### Information shown
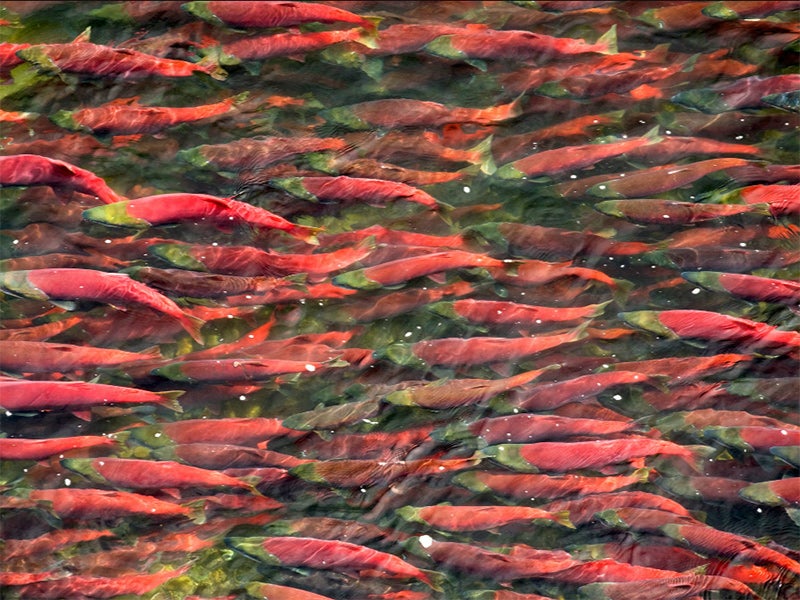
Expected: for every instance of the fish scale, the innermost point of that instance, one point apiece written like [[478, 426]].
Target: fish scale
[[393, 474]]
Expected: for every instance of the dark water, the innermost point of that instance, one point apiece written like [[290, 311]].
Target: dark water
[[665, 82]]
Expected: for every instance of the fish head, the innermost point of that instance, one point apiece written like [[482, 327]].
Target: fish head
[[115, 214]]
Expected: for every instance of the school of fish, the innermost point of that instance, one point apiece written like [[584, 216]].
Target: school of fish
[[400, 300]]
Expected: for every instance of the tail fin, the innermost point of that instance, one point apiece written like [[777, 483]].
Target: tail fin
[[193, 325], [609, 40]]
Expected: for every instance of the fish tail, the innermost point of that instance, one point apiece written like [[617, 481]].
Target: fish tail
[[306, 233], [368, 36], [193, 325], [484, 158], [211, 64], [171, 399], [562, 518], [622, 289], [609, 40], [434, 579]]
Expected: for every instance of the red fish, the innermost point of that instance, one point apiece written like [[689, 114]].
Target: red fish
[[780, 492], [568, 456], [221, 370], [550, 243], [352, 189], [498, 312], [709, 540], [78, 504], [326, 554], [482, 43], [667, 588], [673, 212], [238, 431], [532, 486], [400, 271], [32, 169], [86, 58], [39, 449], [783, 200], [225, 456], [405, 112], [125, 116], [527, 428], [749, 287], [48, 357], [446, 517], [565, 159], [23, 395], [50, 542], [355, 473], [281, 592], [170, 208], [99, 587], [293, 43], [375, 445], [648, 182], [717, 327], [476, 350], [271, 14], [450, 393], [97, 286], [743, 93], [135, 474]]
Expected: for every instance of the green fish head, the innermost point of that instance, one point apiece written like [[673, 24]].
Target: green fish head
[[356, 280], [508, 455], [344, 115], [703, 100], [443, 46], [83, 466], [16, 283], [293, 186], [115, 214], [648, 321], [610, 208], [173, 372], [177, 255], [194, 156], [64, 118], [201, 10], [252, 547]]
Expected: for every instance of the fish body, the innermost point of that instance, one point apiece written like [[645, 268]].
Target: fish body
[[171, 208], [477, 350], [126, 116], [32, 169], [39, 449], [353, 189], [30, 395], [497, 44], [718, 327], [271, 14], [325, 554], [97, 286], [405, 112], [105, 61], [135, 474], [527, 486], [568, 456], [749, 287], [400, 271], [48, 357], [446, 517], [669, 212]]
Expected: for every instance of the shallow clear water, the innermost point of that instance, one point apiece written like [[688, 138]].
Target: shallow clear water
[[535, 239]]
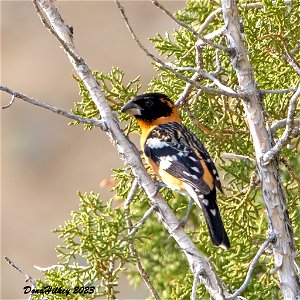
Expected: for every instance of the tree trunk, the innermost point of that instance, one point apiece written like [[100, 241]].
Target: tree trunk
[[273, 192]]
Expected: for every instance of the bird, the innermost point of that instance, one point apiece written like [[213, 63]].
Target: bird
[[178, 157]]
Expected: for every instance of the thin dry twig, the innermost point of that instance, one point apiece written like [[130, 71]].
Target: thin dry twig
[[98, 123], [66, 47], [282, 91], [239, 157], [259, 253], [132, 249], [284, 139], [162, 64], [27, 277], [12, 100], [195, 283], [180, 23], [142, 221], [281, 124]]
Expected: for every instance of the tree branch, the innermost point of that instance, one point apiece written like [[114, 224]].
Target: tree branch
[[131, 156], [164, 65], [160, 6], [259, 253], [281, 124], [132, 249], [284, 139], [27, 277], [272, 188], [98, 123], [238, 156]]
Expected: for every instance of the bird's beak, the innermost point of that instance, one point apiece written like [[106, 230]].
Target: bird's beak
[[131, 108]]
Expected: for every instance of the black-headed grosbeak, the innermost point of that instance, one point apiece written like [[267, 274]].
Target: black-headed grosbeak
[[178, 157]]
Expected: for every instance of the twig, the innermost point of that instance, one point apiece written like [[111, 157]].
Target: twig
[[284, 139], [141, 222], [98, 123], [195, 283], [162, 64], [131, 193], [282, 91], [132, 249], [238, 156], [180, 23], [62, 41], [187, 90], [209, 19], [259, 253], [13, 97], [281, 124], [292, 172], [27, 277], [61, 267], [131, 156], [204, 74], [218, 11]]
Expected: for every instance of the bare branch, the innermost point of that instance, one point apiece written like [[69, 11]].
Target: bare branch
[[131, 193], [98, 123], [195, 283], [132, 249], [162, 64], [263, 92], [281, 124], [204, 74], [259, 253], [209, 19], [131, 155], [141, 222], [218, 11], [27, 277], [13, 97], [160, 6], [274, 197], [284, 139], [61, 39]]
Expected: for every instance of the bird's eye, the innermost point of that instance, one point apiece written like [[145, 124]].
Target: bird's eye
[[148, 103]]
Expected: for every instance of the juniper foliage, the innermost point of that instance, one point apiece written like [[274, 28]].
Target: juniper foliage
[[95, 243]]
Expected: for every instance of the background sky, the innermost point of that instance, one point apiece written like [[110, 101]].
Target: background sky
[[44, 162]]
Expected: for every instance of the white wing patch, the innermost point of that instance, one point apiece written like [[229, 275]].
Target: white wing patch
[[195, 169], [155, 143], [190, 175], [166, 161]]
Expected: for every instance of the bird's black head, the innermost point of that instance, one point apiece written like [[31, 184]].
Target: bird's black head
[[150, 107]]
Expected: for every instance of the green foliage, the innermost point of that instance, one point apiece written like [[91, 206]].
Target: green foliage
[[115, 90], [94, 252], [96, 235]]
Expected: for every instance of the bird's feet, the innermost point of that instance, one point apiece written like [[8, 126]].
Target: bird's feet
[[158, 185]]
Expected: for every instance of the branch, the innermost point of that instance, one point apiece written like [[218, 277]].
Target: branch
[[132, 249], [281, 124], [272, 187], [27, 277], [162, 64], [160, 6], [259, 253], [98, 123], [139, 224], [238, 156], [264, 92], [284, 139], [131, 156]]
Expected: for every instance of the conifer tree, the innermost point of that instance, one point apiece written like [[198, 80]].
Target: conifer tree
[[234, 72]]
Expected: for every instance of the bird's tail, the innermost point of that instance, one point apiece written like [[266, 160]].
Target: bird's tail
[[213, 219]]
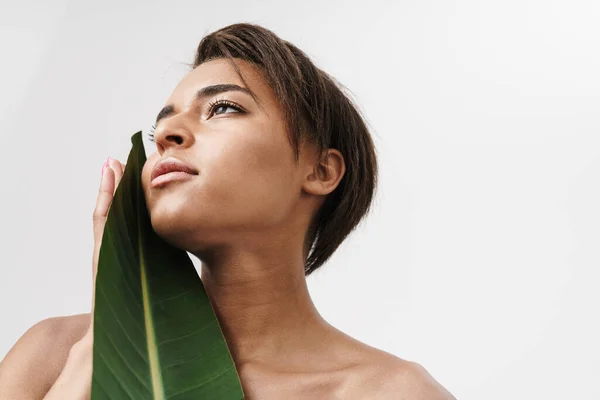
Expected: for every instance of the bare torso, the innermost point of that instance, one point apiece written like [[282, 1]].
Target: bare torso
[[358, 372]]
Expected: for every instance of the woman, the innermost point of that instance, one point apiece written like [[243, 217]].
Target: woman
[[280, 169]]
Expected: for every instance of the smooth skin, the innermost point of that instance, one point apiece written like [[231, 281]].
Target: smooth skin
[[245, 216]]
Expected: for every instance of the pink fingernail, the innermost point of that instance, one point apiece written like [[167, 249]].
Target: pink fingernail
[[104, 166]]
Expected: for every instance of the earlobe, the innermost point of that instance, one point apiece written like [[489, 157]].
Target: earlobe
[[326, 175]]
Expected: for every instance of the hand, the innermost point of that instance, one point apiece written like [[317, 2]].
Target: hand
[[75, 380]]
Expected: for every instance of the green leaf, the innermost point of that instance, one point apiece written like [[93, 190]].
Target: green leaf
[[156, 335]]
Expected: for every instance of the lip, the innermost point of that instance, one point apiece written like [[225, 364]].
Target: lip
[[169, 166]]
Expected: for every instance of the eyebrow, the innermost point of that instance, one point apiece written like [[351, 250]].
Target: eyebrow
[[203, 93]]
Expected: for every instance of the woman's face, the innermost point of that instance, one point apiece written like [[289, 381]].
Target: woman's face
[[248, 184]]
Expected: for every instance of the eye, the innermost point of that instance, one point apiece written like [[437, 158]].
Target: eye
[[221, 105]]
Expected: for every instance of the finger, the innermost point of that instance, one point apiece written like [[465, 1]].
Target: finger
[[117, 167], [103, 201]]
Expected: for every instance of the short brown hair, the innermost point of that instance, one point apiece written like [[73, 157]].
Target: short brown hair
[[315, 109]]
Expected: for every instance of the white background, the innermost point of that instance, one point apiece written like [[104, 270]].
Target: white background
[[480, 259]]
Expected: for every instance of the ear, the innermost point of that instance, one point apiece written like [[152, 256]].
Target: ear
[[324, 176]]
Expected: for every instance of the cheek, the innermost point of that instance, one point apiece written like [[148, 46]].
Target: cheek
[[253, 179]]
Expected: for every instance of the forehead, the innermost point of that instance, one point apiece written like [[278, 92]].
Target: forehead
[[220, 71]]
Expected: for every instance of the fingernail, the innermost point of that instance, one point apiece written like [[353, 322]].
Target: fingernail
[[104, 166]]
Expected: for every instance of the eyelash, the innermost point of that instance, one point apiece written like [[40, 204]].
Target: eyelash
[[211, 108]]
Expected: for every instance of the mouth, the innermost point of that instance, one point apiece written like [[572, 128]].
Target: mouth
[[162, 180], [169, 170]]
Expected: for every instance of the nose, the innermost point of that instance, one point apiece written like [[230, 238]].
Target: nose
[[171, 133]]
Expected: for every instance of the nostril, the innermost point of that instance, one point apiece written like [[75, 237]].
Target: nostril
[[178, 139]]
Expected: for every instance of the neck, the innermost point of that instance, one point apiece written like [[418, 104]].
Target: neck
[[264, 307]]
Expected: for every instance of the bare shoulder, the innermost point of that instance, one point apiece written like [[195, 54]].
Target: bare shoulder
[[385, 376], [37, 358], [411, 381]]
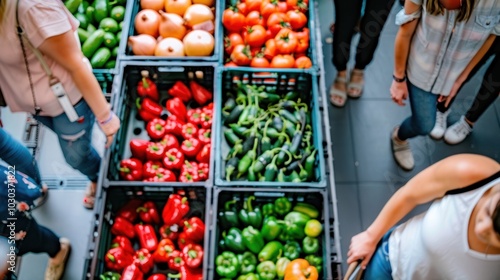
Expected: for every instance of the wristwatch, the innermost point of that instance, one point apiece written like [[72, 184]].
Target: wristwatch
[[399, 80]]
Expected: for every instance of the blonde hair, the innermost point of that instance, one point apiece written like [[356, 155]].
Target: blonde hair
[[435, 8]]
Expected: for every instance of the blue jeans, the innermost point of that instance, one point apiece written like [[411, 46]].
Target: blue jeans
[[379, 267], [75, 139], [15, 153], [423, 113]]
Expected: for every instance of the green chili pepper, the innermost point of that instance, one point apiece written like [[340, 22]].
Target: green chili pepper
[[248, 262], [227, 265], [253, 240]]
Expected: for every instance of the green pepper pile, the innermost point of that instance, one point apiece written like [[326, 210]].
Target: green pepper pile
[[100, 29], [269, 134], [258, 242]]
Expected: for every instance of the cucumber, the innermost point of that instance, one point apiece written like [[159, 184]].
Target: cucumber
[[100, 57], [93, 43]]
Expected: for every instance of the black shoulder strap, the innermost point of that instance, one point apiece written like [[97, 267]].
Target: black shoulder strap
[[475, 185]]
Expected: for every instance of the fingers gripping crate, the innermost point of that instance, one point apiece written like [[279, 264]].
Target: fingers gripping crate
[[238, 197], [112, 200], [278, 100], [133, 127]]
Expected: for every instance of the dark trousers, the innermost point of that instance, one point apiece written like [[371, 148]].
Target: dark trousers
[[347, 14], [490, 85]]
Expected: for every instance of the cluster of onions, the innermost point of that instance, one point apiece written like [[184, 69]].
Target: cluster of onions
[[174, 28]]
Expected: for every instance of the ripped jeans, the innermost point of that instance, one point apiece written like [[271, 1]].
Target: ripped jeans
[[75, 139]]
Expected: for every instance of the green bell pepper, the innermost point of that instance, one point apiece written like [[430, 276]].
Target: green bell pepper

### Work to be completed
In the material, can you rewrite the stretch from the line containing "Expected: for every instance of the mouth, the" through the line containing "[[264, 307]]", changing "neck" to "throat" and leaving everything else as it is?

### Solution for this exercise
Expected: for every instance of the mouth, the innermost point of that instance, one point apiece written like [[572, 128]].
Target: mouth
[[162, 180], [169, 170]]
Expected: for every instance of the nose, the innermost point of that instance, one point apiece written like [[230, 238]].
Target: nose
[[171, 133]]
Expected: for every instance of the nostril, the innermost point of that instance, one point apiece written like [[75, 237]].
Target: nostril
[[178, 139]]
Expected: for every instance of the throat, the innermost point of that instance, one point apiece written like [[418, 104]].
Target: throat
[[264, 307]]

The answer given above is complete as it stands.